━━ INPUT ROWS ━━

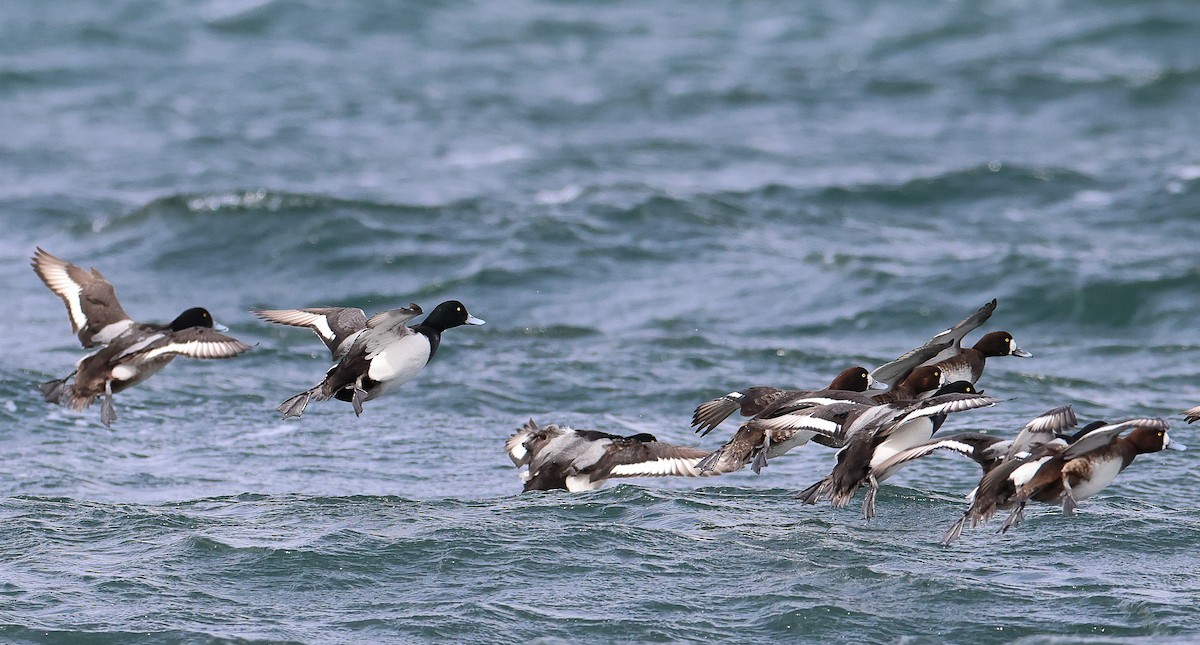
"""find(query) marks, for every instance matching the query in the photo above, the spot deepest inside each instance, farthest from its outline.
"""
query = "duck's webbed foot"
(359, 396)
(107, 411)
(869, 499)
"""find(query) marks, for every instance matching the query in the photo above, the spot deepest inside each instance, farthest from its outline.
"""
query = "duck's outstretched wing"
(894, 372)
(948, 343)
(636, 458)
(711, 414)
(336, 326)
(192, 342)
(1042, 428)
(979, 447)
(96, 315)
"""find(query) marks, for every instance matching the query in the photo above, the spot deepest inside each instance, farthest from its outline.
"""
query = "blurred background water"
(652, 204)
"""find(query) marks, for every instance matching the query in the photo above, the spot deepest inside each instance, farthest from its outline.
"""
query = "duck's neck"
(432, 333)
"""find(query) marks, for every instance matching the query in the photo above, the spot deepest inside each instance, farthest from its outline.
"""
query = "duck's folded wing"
(711, 414)
(751, 401)
(1103, 435)
(654, 459)
(96, 315)
(193, 342)
(1042, 428)
(939, 348)
(333, 325)
(894, 372)
(394, 318)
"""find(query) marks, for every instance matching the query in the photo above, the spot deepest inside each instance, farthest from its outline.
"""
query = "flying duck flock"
(879, 421)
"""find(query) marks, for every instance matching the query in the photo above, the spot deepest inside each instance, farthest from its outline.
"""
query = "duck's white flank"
(400, 361)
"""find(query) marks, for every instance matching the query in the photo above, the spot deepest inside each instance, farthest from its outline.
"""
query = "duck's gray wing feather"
(894, 372)
(1042, 428)
(1103, 435)
(333, 325)
(948, 343)
(653, 459)
(193, 342)
(385, 327)
(96, 315)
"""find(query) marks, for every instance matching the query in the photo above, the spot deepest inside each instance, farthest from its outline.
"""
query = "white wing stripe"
(659, 468)
(198, 349)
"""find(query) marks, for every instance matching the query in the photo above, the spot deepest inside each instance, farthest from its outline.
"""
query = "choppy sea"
(651, 204)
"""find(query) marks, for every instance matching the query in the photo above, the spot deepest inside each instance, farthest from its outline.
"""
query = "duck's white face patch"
(124, 372)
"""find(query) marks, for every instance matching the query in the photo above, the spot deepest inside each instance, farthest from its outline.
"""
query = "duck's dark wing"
(948, 343)
(387, 327)
(894, 372)
(711, 414)
(525, 444)
(333, 325)
(1042, 428)
(192, 342)
(941, 404)
(96, 315)
(634, 458)
(394, 318)
(977, 446)
(825, 420)
(1104, 434)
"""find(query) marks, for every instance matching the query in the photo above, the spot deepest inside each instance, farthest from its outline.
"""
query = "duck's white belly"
(1103, 472)
(907, 435)
(400, 361)
(579, 483)
(798, 439)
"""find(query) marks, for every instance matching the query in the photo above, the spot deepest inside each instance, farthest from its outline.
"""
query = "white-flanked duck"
(825, 417)
(988, 451)
(945, 345)
(958, 362)
(879, 436)
(1096, 452)
(763, 401)
(381, 357)
(919, 384)
(132, 351)
(1090, 464)
(336, 326)
(564, 458)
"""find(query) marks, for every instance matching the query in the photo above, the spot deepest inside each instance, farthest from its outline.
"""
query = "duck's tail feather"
(297, 404)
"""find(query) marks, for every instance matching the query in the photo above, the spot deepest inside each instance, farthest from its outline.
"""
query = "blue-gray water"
(652, 204)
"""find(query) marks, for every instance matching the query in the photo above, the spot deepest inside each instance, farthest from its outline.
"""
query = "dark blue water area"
(652, 205)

━━━

DIRECTIONS FOR THIS TASK: Copy the records word for word, leaving no picture in the copy.

EXPECTED ANSWER:
"""find(query) marks, for every instance matching the query in the photo above, the spot deepest inside each instance, farthest from its outline.
"""
query = "duck's webbed foot"
(359, 396)
(107, 411)
(869, 499)
"""find(query) marks, for every instance matching the query in the photo above, the spot deepest inside each instance, farthest from its outline.
"""
query = "duck's outstretched wing"
(894, 372)
(948, 343)
(636, 458)
(711, 414)
(336, 326)
(192, 342)
(1042, 428)
(979, 447)
(96, 315)
"""find(query) marks, for every instance matching the query in the photo above, the spot deepest inside each instance, farthest from its outline.
"""
query = "blurred background water"
(652, 204)
"""find(query) marks, for every instance matching the query in the photo above, the spot deepest inside each instance, farthest from its outline.
"""
query = "duck's neck"
(432, 333)
"""find(query) marks, for every instance matching the query in the photo above, the spot deepest inside each instance, farthest from its outline.
"""
query = "duck's folded wing"
(711, 414)
(751, 401)
(1103, 435)
(654, 459)
(96, 315)
(193, 342)
(1042, 428)
(939, 348)
(333, 325)
(894, 372)
(394, 318)
"""find(query) marks, for every instance matching the query in the photo above, the spot deepest inside each instance, farthest from its outline.
"""
query = "flying duck flock"
(879, 421)
"""find(query) marks, for every instance matching the query in the photo above, the spot deepest inside each instance, farthest from its outline.
"""
query = "duck's white flank"
(400, 361)
"""find(query) marks, for every instance matching the query in the photo above, the spot deepest inside each instance, farthest from its outline.
"""
query = "duck's gray wing feather"
(894, 372)
(1042, 428)
(1103, 435)
(333, 325)
(948, 343)
(653, 459)
(193, 342)
(385, 327)
(96, 315)
"""find(query) marks, for every instance matching the query in the photo above, the spot deepest inside each instance, farthest from its outline.
"""
query = "white wing stripe"
(659, 468)
(198, 349)
"""find(query) marks, for every instance matching the query in the photo above, the spot deepest inside each instance, farthest from its outline.
"""
query = "choppy sea"
(651, 204)
"""find(query) marks, for every instance matching the query in the photo above, the spot deepest inside each instance, farthest from its outline.
"""
query = "duck's white face patch"
(124, 372)
"""find(query) marks, for every instance matching the query in the photo above, the spot deepest inside each instance, farthest from its outline.
"""
query = "duck's dark wing"
(948, 343)
(387, 327)
(894, 372)
(711, 414)
(525, 444)
(333, 325)
(1042, 428)
(192, 342)
(941, 404)
(96, 315)
(634, 458)
(394, 318)
(977, 446)
(825, 420)
(1104, 434)
"""find(query) marks, for every instance matching the query in the photo above, the spot deepest inside each instance, farthest from its outline.
"""
query = "duck's white belly"
(1103, 472)
(907, 435)
(400, 361)
(579, 483)
(798, 439)
"""find(query) marks, for every instance matching the query in the photo above, the spot deepest inside each instance, farthest from its outline.
"""
query = "white-flanked duck"
(825, 417)
(988, 451)
(945, 345)
(958, 362)
(879, 436)
(1096, 452)
(763, 401)
(381, 357)
(919, 384)
(132, 351)
(1090, 464)
(336, 326)
(564, 458)
"""find(query) marks, for every instance matching the query in the photo above, the spot deepest inside each instance, farthest from its outline.
"""
query = "duck's tail feather"
(297, 404)
"""find(query) marks, for every instance matching the query in the photo above, the spot deepest inside each instance, farthest from its outline.
"""
query = "blue-gray water"
(652, 204)
"""find(query) marks, for every instance matching the query in the photo above, the spot deepest inside each instance, farthest from its outline.
"""
query = "dark blue water area"
(652, 205)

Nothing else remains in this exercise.